Written problem ▸
Extract, exactly as written, all lines of the material below from the line that includes "For the benchmark, pin each instance of the standing" through its last line.

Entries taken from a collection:
— BEGIN —

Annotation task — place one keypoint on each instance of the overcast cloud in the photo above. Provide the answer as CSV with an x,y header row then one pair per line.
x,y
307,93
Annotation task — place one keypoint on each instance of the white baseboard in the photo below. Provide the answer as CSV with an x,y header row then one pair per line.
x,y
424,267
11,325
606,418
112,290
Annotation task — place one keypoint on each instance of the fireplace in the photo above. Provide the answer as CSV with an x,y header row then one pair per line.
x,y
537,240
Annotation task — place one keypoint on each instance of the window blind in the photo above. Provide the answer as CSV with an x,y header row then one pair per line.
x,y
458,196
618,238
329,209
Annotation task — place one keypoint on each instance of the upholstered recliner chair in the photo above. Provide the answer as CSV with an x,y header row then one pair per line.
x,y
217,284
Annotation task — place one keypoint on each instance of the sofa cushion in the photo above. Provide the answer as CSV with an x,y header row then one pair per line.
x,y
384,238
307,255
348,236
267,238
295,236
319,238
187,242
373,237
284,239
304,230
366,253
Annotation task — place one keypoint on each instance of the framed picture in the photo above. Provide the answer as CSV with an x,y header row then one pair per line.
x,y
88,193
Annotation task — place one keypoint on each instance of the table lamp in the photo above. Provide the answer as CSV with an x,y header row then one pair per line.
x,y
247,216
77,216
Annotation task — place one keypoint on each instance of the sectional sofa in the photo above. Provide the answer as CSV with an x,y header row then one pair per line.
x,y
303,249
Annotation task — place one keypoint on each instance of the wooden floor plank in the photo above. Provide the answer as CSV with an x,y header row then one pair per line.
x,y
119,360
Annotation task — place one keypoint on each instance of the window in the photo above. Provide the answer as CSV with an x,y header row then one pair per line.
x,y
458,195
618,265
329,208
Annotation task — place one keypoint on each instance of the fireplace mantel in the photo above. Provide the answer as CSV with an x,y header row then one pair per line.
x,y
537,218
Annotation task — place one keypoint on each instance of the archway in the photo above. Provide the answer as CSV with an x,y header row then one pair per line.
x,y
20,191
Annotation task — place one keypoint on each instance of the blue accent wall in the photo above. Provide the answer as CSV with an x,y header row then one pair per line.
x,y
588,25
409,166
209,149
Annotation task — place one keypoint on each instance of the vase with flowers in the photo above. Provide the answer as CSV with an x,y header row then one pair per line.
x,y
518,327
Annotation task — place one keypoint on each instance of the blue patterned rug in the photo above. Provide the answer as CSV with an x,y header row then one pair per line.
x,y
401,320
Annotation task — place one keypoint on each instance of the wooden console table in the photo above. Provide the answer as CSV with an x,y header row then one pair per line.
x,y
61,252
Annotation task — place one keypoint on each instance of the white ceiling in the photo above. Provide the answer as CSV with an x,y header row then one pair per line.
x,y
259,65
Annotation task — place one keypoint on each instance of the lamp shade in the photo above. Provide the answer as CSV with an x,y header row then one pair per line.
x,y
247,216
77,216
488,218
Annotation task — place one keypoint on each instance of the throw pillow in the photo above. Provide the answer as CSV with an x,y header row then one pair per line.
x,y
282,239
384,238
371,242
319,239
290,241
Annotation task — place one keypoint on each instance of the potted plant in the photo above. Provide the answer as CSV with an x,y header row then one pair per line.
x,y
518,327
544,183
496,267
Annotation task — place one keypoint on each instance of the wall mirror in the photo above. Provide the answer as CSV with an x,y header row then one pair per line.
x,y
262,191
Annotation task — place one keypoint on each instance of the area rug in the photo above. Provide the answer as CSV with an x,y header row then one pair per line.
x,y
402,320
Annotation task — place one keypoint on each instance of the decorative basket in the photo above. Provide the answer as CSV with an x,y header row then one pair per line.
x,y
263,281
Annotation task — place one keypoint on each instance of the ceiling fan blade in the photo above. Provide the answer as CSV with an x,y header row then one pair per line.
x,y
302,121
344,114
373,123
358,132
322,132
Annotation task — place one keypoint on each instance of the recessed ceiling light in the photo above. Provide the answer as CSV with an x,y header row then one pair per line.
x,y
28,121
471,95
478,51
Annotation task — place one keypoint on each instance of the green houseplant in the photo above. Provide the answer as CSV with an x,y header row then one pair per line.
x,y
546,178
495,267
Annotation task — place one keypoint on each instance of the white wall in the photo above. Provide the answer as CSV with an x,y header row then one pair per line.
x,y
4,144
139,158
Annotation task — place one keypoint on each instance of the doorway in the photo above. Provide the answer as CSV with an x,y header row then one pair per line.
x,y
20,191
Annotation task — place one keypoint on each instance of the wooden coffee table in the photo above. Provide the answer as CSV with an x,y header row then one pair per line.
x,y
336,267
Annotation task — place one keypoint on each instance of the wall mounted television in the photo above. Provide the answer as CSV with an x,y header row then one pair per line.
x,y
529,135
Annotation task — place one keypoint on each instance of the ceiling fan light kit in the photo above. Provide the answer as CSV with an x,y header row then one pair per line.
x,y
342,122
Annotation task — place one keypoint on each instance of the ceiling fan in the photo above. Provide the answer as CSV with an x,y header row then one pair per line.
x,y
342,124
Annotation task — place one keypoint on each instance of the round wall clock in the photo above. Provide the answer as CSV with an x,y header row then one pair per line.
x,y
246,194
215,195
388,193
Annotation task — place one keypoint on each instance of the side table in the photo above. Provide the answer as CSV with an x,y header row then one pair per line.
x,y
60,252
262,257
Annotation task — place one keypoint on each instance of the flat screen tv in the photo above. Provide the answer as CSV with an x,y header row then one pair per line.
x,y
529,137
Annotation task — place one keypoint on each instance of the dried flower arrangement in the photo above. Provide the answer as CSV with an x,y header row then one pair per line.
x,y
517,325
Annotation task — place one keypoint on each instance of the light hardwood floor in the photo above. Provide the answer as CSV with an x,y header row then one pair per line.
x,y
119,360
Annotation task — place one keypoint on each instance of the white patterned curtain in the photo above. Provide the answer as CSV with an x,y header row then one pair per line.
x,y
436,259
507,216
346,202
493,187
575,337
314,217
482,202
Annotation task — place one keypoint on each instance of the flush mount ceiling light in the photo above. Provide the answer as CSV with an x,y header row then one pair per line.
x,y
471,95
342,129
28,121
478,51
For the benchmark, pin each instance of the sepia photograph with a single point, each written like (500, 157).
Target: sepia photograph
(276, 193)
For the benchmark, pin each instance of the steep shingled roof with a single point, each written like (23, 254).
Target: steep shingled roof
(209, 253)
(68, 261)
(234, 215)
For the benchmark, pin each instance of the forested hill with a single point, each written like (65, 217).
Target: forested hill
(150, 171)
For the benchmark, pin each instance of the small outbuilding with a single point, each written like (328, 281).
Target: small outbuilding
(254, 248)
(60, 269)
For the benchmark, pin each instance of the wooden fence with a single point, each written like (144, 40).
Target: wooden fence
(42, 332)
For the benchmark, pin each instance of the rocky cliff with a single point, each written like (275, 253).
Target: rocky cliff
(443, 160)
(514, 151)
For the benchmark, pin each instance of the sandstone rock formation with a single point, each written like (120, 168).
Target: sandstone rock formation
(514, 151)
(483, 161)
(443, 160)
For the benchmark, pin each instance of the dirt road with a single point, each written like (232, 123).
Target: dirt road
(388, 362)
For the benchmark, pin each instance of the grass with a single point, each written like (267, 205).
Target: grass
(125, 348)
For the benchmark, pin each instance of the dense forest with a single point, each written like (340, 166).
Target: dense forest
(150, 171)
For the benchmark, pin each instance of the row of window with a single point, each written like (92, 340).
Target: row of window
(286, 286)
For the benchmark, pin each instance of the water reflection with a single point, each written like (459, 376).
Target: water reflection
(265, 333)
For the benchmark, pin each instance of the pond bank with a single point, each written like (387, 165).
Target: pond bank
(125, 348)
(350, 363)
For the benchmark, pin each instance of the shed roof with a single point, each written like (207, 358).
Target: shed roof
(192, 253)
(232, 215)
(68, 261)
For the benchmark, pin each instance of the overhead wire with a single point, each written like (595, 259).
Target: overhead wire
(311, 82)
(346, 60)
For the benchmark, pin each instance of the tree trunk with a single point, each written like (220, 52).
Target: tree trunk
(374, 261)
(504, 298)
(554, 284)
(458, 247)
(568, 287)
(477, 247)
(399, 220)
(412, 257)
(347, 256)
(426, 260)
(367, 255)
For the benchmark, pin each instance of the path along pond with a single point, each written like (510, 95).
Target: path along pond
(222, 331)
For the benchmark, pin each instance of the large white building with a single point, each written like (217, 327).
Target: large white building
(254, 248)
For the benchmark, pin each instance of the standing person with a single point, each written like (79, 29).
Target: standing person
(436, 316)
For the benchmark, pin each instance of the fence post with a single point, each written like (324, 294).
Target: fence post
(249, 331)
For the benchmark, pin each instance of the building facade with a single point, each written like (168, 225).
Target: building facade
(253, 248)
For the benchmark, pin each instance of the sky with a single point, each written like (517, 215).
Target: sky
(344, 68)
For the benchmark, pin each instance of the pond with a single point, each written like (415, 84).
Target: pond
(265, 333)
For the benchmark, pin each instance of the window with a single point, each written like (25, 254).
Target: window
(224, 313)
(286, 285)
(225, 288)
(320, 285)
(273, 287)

— END —

Solved problem ▸
For the benchmark, pin each instance of the standing person with a single point, each written like (79, 29).
Target: standing person
(436, 316)
For the benchmark, pin each instance of the fence post with a single point, each written like (324, 294).
Target: fence post
(249, 331)
For the benchmark, pin each instance of the building facade with a single point, each written like (168, 225).
Target: building facade
(253, 248)
For the benchmark, pin each instance of the sky with a single point, each written like (517, 215).
Target: sky
(344, 68)
For the benchmark, pin each instance of the pond with a single point, each written like (415, 84).
Target: pond
(265, 333)
For the benchmark, pin each instance of the window with a single point, each written like (25, 254).
Target: window
(224, 313)
(286, 285)
(225, 288)
(320, 285)
(273, 287)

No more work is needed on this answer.